## [THE PROBLEM]
Exactly repeat the material, dropping only the pictures.

Part of a data file
◆ ◆ ◆ ◆

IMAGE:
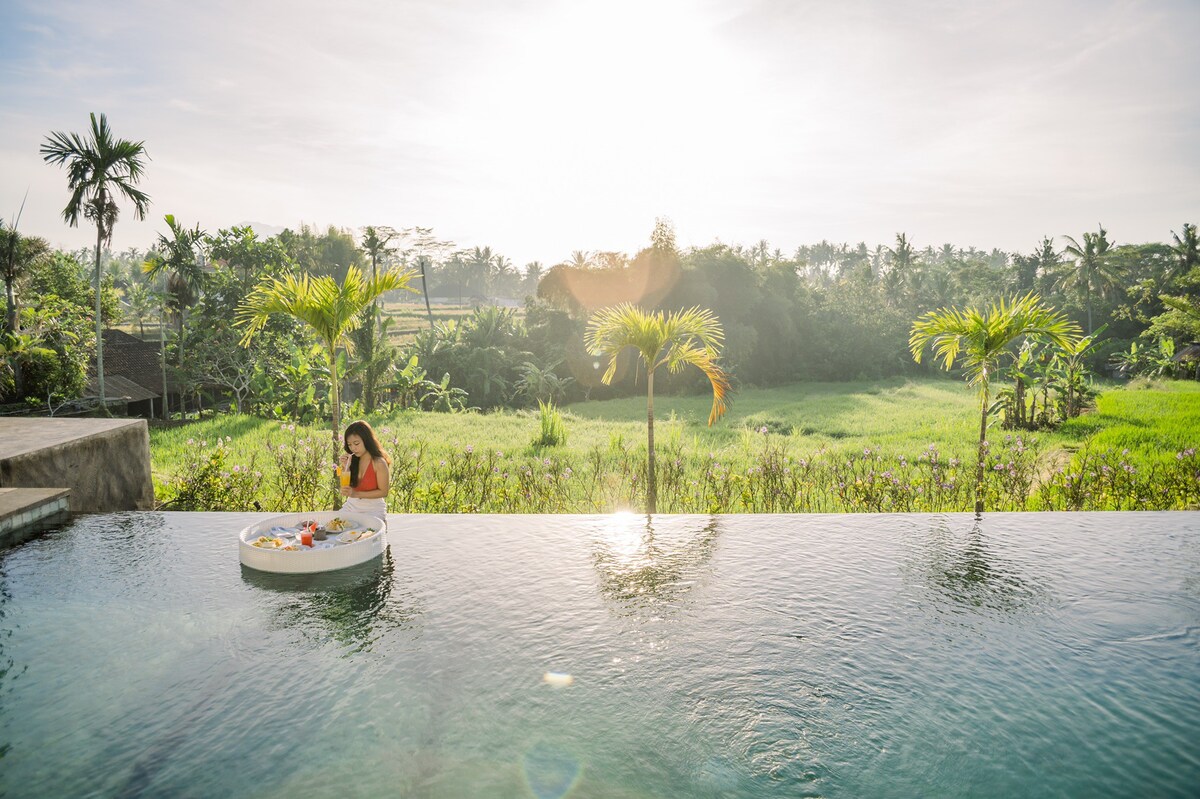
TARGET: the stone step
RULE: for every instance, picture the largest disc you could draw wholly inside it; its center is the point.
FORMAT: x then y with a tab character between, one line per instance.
24	511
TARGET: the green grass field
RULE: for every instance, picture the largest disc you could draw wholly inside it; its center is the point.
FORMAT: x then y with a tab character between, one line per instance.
857	431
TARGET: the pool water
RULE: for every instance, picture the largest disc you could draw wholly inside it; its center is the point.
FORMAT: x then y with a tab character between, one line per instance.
921	655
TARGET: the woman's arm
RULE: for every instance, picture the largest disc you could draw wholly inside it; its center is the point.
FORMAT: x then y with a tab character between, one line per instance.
383	478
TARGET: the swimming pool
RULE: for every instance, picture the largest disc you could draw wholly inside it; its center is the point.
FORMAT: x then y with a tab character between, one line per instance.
1033	655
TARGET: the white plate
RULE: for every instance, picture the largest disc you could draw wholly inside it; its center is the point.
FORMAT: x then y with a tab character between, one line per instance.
324	556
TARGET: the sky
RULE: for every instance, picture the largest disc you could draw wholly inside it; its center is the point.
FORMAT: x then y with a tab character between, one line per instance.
540	127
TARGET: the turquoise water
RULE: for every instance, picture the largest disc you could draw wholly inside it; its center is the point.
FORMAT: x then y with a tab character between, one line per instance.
1020	655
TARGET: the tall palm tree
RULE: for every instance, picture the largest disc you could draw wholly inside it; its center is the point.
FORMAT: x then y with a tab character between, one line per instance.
673	340
375	242
981	338
331	310
17	254
1095	271
99	169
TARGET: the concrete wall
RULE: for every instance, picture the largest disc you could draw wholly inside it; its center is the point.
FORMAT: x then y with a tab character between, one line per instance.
105	462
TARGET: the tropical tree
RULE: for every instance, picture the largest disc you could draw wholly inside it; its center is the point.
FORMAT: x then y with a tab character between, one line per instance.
15	350
329	308
672	340
981	338
17	254
178	258
1187	250
99	169
375	244
142	302
1095	271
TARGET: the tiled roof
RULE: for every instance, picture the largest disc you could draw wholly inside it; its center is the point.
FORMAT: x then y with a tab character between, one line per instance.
118	386
132	358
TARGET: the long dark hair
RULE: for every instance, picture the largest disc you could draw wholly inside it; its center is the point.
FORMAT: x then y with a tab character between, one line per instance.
363	430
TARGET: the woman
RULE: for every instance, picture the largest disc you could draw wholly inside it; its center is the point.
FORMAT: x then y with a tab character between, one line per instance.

◆ ◆ ◆ ◆

## [EXERCISE OUTPUT]
IMAGE:
TARGET: the stone step
RULE: for every instance, picture the largest disc you could draw wholly inside it; its center is the point.
FORMAT: x then y with a tab character between, one line per instance.
24	511
TARGET: the green grass field
RULE: for every instance, picture the largest disc you could draw wholly inside it; its center is the point.
FORMAT: x then y with a tab character between, one line per instance.
857	431
TARGET: the pool water
RULE: for every instance, picture the largest disc you could draw wholly inside it; its center is the point.
FORMAT: x then y with a tab character between, one line per instance.
921	655
TARGET: the woman's arm
RULE: for every instance, picture the largest disc you could draw wholly inside it; its center is the point.
FORMAT: x then y with a tab character between, one line per instance.
383	478
TARGET: the swimming pool
RULE: for every instance, picture the largest disc you could draw wholly inside it; its center is the point.
FORMAT: x then y with a tab character between, one line per instance.
1033	655
TARGET: the white plate
RULE: for every instance, picture the largest disc you could draw wholly inside it; its center is the point.
FORMAT: x then y with a tab character between, one line per instance.
324	556
TARGET: the sky
RULE: for every instance, picture the largest disc you could draw wholly inside it; its center is the point.
FORMAT: x then y with a tab character between, one line per instance.
540	127
TARGET: the turquoise water
RULE: for every instance, picture the largest disc you could draw wholly inside it; its center is the point.
FORMAT: x then y with a tab character between, one line per instance.
1020	655
TARGET: the tall palm tree
RULE: for every instance, picture the largest disc you could draw wholly inside it; its center is the point.
FORMAT: x then y with a tab character between, one line per instance.
673	340
375	242
981	338
331	310
17	254
1095	271
99	169
TARGET: the concrete wall
RULE: for every instance, picture the largest disc you could draw wholly inside it; its center is the point.
FORMAT: x then y with a tab character between, one line per instance.
105	462
TARGET: the tropical tree
RULE: for every instance, picture the largest disc you could draw wholly inside it; its center is the point.
FORMAT: x then y with a tab character between, one line per instance.
15	350
329	308
672	340
981	338
17	254
178	258
1187	250
99	169
375	244
142	302
1095	271
TARGET: the tiled roof
RULE: for every instance, picture the largest disc you could draw wholly inside it; its center is the point.
FORMAT: x then y with a tab character between, one line per instance.
118	386
132	358
TARGET: the long dark hair
RULE: for every instance, picture the largest disc you could draw wholly inside it; its center is the point.
FORMAT: x then y with a tab character between, one line per instance.
363	430
TARGET: the woman
RULE: for every instance, picture the largest disc you could draw wholly inside it; its center is the point.
FORMAT: x then y with a tab character between, one line per instance.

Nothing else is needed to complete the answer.